What is needed: Copy out, word for word, every line of the records from the one containing "As a warehouse robot's perception module, locate evergreen" down to the one containing "361, 242, 636, 320", including both of those lines.

Task input:

-- START --

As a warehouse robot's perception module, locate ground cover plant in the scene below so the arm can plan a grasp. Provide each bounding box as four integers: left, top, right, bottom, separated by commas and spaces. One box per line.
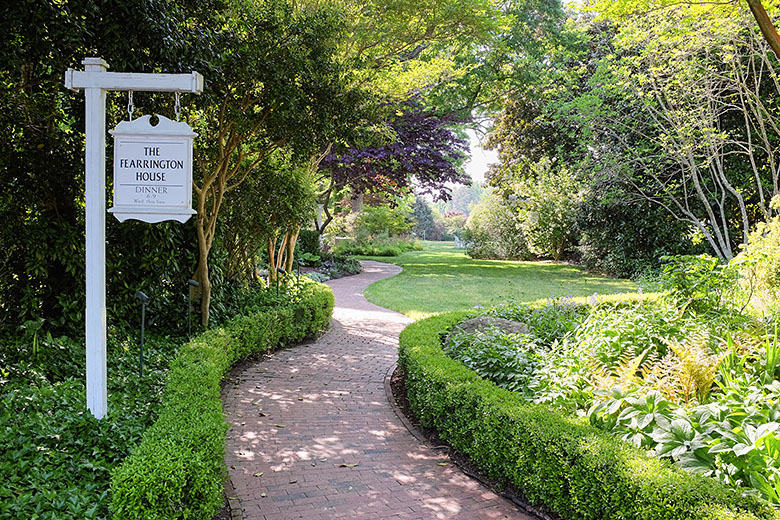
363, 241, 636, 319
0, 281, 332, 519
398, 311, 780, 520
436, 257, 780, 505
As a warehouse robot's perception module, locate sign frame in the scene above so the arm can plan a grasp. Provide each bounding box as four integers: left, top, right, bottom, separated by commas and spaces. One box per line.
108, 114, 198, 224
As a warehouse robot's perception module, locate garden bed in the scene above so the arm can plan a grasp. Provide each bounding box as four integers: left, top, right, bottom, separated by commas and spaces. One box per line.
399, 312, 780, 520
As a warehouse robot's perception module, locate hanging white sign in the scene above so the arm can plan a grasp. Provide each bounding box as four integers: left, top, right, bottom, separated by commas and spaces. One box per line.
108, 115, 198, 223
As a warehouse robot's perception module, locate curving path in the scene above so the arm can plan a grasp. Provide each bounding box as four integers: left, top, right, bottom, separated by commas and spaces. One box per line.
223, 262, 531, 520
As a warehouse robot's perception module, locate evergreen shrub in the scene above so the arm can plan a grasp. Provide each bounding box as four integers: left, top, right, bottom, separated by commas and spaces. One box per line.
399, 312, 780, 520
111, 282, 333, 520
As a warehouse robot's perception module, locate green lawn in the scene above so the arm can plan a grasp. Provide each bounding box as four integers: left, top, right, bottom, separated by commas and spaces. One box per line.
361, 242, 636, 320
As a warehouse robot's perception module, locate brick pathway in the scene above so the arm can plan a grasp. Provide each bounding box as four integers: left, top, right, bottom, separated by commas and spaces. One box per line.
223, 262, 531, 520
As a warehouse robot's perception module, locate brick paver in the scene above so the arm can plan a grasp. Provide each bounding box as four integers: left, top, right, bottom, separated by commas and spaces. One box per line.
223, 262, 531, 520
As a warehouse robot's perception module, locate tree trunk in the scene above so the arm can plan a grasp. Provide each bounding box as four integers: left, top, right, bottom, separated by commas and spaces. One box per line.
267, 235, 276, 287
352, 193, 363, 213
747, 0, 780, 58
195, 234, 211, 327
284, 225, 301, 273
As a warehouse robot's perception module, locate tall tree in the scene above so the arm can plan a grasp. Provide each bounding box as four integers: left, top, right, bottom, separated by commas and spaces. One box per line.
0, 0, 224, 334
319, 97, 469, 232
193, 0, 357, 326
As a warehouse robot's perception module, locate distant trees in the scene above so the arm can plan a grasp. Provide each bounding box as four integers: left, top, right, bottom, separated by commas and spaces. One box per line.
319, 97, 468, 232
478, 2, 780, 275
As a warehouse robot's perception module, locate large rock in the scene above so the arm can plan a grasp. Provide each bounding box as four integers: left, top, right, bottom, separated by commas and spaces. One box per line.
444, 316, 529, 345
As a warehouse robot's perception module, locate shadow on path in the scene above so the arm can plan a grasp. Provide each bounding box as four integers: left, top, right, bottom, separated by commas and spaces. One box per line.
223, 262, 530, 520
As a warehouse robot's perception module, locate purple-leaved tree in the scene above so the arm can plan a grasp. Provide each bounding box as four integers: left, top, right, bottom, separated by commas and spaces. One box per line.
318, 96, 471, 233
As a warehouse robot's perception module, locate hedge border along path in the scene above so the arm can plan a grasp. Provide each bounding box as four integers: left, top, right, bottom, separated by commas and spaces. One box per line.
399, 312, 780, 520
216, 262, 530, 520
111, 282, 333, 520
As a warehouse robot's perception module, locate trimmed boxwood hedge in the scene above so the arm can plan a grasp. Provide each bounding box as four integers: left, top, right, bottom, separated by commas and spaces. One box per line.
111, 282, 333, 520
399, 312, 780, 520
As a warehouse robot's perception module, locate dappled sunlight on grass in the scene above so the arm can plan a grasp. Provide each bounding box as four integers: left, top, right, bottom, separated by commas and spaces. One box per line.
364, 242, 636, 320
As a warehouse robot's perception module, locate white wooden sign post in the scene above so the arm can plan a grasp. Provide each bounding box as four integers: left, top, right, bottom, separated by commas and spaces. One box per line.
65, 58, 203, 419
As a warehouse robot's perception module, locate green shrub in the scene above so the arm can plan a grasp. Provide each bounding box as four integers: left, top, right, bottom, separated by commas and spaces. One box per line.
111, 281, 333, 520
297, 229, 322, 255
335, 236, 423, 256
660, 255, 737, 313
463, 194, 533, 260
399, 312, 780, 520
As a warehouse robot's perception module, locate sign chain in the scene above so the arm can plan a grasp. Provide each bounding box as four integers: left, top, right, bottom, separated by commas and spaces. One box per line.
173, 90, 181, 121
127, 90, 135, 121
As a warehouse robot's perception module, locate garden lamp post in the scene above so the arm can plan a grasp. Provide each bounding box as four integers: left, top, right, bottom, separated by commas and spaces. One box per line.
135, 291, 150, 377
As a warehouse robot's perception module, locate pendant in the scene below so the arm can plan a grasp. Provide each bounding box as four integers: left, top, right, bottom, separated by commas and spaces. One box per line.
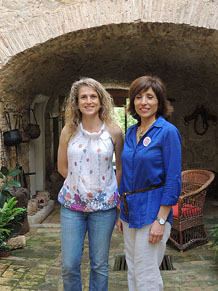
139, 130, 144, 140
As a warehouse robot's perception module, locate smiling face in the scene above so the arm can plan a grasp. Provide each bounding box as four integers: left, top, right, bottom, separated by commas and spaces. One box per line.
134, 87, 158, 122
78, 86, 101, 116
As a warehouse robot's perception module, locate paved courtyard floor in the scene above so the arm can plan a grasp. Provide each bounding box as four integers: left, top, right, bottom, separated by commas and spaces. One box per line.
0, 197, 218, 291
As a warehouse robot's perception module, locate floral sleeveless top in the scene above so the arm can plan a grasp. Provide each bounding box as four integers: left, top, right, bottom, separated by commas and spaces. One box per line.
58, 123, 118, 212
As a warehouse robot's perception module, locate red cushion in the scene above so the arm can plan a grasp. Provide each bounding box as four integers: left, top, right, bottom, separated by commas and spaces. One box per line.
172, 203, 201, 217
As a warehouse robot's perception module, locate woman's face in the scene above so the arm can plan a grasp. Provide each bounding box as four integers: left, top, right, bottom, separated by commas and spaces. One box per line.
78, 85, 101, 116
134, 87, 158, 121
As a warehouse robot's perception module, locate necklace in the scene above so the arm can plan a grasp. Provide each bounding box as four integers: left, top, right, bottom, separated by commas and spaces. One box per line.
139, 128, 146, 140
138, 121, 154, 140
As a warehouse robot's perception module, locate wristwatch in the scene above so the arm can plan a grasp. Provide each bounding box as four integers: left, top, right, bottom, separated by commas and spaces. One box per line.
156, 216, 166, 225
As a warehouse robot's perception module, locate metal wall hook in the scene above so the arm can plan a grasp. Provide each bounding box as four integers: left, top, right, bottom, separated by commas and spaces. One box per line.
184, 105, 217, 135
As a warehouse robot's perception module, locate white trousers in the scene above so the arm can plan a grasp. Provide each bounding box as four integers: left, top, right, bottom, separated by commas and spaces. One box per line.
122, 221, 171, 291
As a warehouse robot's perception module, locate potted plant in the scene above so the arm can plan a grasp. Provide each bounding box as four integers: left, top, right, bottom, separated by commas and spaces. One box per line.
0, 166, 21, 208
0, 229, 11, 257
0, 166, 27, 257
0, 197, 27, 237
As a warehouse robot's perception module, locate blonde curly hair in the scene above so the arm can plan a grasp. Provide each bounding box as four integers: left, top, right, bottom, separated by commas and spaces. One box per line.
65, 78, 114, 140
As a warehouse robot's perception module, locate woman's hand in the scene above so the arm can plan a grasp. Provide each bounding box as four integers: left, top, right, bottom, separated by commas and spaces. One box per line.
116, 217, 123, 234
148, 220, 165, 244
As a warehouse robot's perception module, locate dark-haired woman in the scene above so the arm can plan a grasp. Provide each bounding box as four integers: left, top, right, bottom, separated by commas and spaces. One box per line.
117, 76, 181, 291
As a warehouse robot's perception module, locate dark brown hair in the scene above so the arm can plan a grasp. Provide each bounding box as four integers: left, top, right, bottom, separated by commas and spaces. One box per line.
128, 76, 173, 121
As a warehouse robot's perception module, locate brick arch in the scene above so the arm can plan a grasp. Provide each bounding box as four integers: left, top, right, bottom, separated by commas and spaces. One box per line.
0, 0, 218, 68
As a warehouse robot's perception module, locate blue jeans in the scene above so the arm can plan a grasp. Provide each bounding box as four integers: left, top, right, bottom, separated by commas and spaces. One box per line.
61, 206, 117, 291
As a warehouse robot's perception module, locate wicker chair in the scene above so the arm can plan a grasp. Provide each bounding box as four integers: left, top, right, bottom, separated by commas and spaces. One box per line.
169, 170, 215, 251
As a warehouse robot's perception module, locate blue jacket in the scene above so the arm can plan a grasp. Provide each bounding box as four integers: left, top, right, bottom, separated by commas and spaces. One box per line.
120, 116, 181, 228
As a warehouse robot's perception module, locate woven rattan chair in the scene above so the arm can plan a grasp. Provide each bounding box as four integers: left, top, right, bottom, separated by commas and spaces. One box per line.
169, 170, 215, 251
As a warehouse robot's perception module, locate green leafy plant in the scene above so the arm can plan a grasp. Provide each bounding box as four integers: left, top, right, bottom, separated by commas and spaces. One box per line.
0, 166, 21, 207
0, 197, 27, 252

-- END --
-- START --

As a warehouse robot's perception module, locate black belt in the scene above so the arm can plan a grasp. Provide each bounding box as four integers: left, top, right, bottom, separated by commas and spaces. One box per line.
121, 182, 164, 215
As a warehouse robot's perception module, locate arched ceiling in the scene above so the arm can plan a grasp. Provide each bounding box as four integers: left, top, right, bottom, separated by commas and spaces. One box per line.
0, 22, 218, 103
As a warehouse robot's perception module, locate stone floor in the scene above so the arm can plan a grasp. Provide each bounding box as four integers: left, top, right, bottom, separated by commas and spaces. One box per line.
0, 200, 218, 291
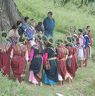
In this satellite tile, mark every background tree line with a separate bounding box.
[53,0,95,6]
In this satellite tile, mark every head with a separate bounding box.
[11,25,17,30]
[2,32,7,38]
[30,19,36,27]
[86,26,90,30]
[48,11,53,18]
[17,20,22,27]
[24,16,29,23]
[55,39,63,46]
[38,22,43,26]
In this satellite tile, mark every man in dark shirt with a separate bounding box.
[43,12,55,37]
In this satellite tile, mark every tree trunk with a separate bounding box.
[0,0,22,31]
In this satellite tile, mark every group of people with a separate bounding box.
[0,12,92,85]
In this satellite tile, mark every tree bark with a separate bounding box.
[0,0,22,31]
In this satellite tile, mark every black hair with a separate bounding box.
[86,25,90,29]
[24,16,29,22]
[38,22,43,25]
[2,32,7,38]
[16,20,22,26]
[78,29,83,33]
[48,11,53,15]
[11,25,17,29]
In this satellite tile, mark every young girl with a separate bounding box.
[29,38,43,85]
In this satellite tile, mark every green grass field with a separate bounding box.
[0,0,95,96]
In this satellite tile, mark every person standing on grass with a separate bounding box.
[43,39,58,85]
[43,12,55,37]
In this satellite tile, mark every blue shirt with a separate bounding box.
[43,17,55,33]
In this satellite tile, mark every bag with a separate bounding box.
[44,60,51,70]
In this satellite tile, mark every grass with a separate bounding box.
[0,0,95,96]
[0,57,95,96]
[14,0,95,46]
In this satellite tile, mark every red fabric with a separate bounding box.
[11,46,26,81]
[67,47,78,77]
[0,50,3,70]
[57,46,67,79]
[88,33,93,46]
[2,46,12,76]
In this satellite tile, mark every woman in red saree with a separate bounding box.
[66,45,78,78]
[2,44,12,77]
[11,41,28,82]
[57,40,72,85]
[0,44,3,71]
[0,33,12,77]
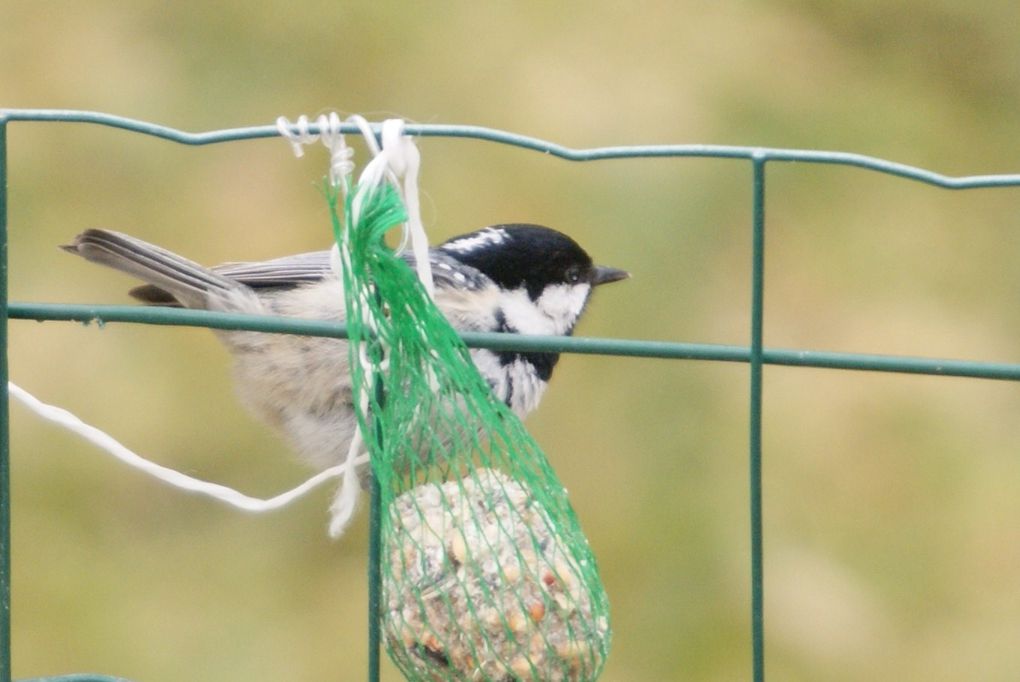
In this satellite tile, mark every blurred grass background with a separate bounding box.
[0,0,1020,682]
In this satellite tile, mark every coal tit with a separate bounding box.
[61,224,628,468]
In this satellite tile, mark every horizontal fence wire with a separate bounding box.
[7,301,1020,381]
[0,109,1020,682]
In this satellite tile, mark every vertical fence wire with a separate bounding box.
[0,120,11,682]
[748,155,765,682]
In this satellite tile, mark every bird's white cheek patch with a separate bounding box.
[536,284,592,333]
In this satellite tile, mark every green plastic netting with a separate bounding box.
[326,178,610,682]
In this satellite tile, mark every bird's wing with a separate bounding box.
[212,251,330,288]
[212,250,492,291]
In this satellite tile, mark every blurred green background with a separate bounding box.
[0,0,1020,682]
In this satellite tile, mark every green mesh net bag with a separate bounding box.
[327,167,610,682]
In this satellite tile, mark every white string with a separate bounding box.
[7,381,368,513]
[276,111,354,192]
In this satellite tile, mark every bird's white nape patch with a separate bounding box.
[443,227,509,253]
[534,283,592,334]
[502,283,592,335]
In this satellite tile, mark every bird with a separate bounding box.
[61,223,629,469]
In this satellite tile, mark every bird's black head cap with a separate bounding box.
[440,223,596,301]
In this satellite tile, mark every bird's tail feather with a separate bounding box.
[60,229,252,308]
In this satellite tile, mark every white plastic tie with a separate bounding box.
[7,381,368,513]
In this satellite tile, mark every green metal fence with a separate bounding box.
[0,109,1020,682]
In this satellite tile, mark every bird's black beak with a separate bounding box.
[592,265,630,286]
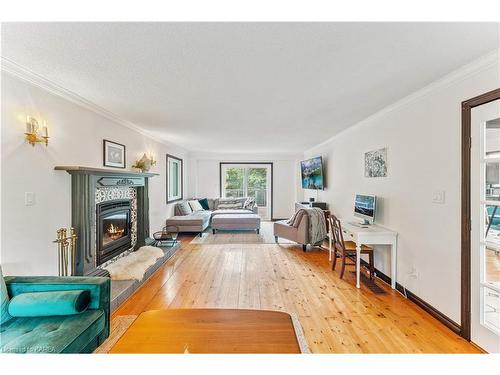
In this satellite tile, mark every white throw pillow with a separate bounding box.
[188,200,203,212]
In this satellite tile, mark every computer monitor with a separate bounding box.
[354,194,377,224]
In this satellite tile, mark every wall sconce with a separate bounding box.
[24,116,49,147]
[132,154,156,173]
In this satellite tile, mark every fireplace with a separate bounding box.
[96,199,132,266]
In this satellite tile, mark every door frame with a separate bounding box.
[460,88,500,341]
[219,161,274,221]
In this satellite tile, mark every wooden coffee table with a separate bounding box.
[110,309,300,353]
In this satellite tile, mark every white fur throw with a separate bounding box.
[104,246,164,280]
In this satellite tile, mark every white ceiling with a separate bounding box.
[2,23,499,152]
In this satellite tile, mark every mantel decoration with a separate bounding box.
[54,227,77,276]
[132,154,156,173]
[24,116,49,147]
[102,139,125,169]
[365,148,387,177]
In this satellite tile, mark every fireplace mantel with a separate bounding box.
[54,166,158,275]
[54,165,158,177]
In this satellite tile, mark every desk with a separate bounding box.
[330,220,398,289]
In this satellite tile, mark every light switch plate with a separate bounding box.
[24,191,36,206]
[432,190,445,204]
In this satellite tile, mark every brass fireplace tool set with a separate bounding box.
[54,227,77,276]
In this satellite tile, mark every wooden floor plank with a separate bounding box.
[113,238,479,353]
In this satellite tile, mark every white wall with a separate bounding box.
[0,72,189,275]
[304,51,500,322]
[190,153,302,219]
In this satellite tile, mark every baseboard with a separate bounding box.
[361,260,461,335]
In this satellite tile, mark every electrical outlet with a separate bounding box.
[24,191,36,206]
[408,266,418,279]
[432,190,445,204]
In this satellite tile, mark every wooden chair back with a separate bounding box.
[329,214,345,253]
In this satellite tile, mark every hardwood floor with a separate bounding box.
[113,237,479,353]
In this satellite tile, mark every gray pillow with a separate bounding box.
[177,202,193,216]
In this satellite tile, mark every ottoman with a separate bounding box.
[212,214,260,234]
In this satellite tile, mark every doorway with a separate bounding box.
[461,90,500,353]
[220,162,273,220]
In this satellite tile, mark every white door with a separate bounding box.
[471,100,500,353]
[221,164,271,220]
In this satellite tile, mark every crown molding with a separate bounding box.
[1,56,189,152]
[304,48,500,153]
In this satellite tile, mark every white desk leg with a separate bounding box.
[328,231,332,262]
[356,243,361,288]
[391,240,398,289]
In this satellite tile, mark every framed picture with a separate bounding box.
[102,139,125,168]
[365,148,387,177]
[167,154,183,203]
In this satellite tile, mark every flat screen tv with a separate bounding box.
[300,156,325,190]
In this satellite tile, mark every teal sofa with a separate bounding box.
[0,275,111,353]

-- END --

Correct response:
As a warehouse robot's perception module, locate evergreen shrub in the scene above so the arm can plan a grasp. Provide each bounding box as four integers: left, top, right, bottom, separated by commas and spaces. One box per line.
399, 312, 780, 520
111, 282, 333, 520
As a warehouse robot's perception module, locate green lawn in the scene above so the arm can plan a grasp. Provide each bounding box as four integers: left, top, right, bottom, separated by commas and spaces. One box per line.
361, 242, 636, 320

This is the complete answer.